** Problem description **
Could you reproduce every entry as it stands, leaving the pictures behind?

Referring expression data:
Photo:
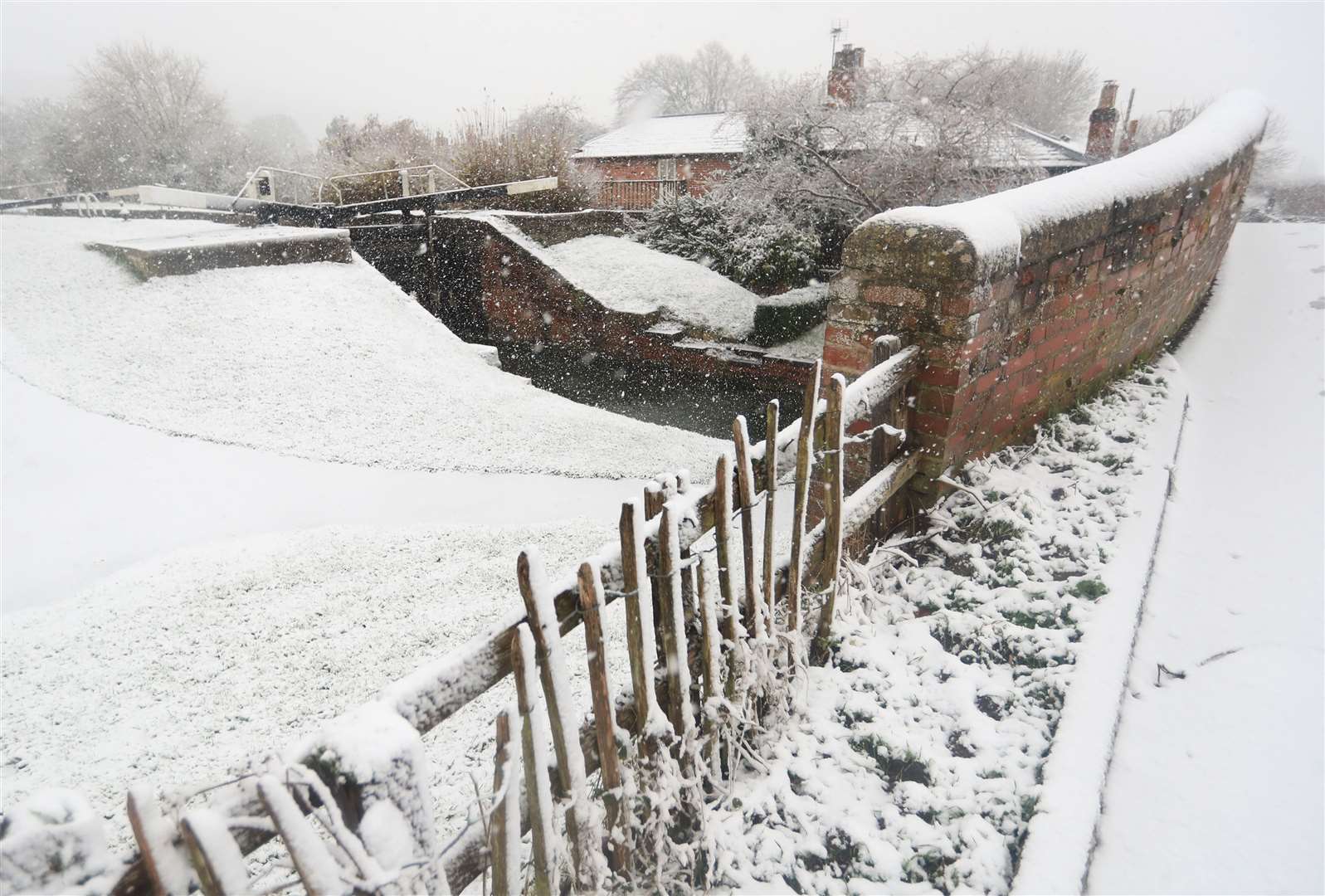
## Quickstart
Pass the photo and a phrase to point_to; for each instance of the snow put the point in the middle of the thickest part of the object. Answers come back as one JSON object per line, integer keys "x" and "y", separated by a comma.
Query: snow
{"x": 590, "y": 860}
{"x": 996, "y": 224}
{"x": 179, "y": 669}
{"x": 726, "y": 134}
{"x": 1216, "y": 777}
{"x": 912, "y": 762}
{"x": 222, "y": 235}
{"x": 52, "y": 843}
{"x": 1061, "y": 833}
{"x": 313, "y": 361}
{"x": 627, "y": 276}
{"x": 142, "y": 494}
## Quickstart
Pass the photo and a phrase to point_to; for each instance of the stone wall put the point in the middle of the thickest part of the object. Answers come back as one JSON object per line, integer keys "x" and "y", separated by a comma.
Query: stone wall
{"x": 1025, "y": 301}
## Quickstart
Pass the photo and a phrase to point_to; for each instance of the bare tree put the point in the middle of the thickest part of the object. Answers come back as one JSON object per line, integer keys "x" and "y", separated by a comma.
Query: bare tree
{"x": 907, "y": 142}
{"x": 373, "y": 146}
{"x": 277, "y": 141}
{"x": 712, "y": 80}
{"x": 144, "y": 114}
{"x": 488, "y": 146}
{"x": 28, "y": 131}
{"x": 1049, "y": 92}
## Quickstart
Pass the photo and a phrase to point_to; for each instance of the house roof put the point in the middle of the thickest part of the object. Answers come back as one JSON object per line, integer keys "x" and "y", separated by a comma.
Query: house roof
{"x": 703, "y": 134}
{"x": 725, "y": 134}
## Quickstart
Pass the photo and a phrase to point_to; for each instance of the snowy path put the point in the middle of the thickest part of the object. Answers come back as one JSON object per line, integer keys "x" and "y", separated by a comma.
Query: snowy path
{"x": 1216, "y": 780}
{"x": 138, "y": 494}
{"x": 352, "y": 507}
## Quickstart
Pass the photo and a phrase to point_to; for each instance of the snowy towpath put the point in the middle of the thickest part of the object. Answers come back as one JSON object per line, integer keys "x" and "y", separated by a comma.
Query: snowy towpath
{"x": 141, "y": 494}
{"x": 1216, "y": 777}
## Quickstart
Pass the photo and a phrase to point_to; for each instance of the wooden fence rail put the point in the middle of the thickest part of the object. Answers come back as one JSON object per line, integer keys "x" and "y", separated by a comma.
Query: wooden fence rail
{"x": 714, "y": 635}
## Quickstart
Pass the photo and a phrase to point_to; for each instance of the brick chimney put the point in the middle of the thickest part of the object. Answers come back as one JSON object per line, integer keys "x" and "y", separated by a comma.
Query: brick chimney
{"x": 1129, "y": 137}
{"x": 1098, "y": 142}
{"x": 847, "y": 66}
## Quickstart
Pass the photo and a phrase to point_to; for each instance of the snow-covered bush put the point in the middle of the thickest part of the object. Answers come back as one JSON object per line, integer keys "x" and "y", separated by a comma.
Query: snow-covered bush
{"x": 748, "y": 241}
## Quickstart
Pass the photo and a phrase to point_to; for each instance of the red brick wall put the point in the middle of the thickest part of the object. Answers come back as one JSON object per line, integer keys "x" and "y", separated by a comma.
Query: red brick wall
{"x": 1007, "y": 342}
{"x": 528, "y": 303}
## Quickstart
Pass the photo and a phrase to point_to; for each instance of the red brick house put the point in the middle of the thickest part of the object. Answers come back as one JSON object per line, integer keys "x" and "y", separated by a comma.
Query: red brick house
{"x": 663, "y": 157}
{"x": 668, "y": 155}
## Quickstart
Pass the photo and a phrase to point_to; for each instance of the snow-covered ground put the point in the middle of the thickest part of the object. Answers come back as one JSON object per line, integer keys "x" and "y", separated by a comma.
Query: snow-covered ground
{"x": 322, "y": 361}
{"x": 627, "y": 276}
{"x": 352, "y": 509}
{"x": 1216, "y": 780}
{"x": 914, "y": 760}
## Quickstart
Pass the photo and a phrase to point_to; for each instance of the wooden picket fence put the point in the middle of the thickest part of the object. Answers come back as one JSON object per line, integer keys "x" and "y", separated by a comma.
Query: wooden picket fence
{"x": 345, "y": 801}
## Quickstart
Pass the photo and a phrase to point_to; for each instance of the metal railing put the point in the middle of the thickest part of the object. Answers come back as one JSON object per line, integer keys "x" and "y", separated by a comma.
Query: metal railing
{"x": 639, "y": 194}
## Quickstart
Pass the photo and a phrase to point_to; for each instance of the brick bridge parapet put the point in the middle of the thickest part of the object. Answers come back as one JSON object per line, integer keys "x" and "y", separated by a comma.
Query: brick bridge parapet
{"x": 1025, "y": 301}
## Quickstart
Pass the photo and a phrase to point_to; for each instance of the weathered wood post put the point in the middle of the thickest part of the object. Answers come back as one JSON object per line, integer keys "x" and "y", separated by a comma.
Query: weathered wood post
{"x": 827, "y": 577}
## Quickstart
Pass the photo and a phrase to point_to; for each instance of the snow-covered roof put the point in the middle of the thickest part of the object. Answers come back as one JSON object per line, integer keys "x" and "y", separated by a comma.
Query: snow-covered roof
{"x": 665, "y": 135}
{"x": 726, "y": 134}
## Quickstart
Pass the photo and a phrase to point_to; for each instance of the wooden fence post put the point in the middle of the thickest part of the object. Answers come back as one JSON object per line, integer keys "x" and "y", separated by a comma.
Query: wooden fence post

** Your solution **
Photo:
## Quickstart
Pass the photo and a phrase to point_to; for each instance of the snow put the point in the middle of the thickest part of the object. Answers come back as one JSON object per line, integer keys "x" and "y", separated by a comma.
Query: snow
{"x": 590, "y": 860}
{"x": 996, "y": 224}
{"x": 179, "y": 669}
{"x": 726, "y": 134}
{"x": 1216, "y": 777}
{"x": 912, "y": 762}
{"x": 222, "y": 235}
{"x": 52, "y": 843}
{"x": 1061, "y": 833}
{"x": 313, "y": 361}
{"x": 627, "y": 276}
{"x": 142, "y": 494}
## Quickstart
Pass the photo and a phrase to point_to; for each instance of the stone wall put the point in the middle of the thickest part of the object. Answers come back as one JSON object per line, integer keys "x" and "y", separated by a comma.
Query: stone wall
{"x": 1025, "y": 301}
## Quickstart
Pass the photo and a phrase to point_to; for each instance of the bare tree put the point in the middle of the thickest part of the object. Answers come back as one JSON object per line, integer keys "x" and "y", separated by a comma.
Query: bare tree
{"x": 907, "y": 142}
{"x": 373, "y": 146}
{"x": 277, "y": 141}
{"x": 712, "y": 80}
{"x": 144, "y": 114}
{"x": 488, "y": 146}
{"x": 28, "y": 131}
{"x": 1049, "y": 92}
## Quickstart
Pass the photo and a phrase to point_to; for each instance of the house roof put the point in the middle of the thickest part of the object. Answers come back as one JSON object per line, integer keys "x" and "y", separated by a comma.
Query: house roof
{"x": 703, "y": 134}
{"x": 725, "y": 134}
## Quickstart
Pass the photo and a phrase to point_to; for each instance of the snowy path put the point in the middle of the thickest part of the object. Answers come back as one JSON object per line, integer keys "x" and "y", separated by a comma.
Query: snowy path
{"x": 1216, "y": 780}
{"x": 138, "y": 494}
{"x": 352, "y": 507}
## Quickstart
Pass the photo and a phrase to point_to; for each instance of the snowy towpath put the point in the middle of the thickest part of the object. Answers come back as one JSON object per line, integer keys "x" and "y", separated by a comma.
Query: snowy towpath
{"x": 141, "y": 494}
{"x": 1216, "y": 777}
## Quickstart
Pass the photo and a phrase to point_to; for each instance of the wooden fence rail put the point in the middle of the thickest part of the object. Answers come back as one JSON object per line, integer keys "x" and "y", separated by a comma.
Query: wooden fence rail
{"x": 714, "y": 635}
## Quickstart
Pass the photo and a phrase to point_to; for each instance of the brick chimney put the point in the middle of the thickest part of the object. Answers come back as one JSON object per line, integer keys "x" and "y", separated by a comma.
Query: brick chimney
{"x": 1129, "y": 137}
{"x": 1098, "y": 142}
{"x": 847, "y": 66}
## Quickstart
Pass the photo and a phrase to point_to; for each instance of the snow-covered bush put the point in the middle of the thickest part of the object. Answers come back as one JSON object per line, integer keys "x" and "y", separated by a comma.
Query: snow-covered bush
{"x": 748, "y": 241}
## Quickstart
Pass the photo and a phrase to point_to; for each instance of the red brick wall put the point in the middle of the thickest part of the object. Answers come back as one JSON object per line, integer keys "x" and "y", separated by a comma.
Query: red brick wall
{"x": 1007, "y": 342}
{"x": 528, "y": 303}
## Quickstart
Pass the photo and a phrase to point_to; for each instance of the red brick house put the point in the middle of the thickest part of the object. Answers come back as one JSON object per line, integer keys "x" and "y", separated by a comma.
Query: red brick house
{"x": 663, "y": 157}
{"x": 668, "y": 155}
## Quickstart
Pass the photo and a phrase to point_to; for each instance of the snow-covered ground put the point in the middle of the thickest part of the object. Answers come back as one JSON object per line, integer keys "x" and "y", separated by a comma.
Query: snow-covered ground
{"x": 322, "y": 361}
{"x": 627, "y": 276}
{"x": 352, "y": 509}
{"x": 1216, "y": 780}
{"x": 914, "y": 760}
## Quickstart
Pass the photo and a phrase to point_to; for each instance of the wooden picket fence put the point in the middle of the thickest part of the object. Answers come back as one JSON object per line, integer keys "x" and "y", separated by a comma.
Query: wooden picket fence
{"x": 345, "y": 801}
## Quickstart
Pass the photo and a phrase to point_to; for each instance of the metal railing put the point in the middle of the thickest part of the object. Answers come back as one JSON object per line, integer keys "x" and "y", separated by a comma.
Query: metal railing
{"x": 639, "y": 194}
## Quickstart
Pass the photo and a phrase to point_to; for each instance of the brick bridge parapet put the point in the middle of the thickest part of the object. Answers come back as one JSON object per line, integer keys "x" and "y", separated by a comma.
Query: brick bridge parapet
{"x": 1025, "y": 301}
## Quickstart
Pass the photo and a phrase to point_to; for each instance of the weathered wood post put the point in the middle of the thickest part of the object. Answers come back as one JSON object per line, integer keys "x" and "y", separated by a comma.
Query: weathered wood post
{"x": 827, "y": 577}
## Quickstart
Pass the photo and a phrase to point_to; for each instance of the snow-covered roof put the point in the middle of the thickest part of the object. Answers come back as one JSON object per line, integer keys "x" and "y", separated by a comma.
Query: snow-covered roof
{"x": 665, "y": 135}
{"x": 726, "y": 134}
## Quickstart
Pass the photo and a phrase to point_to; for each instance of the wooden fence post put the point in the middle of the thickest part of the object. Answers come back as one JSON object per line, integer keys "x" and "y", separated by a comma.
Query: wooden fence post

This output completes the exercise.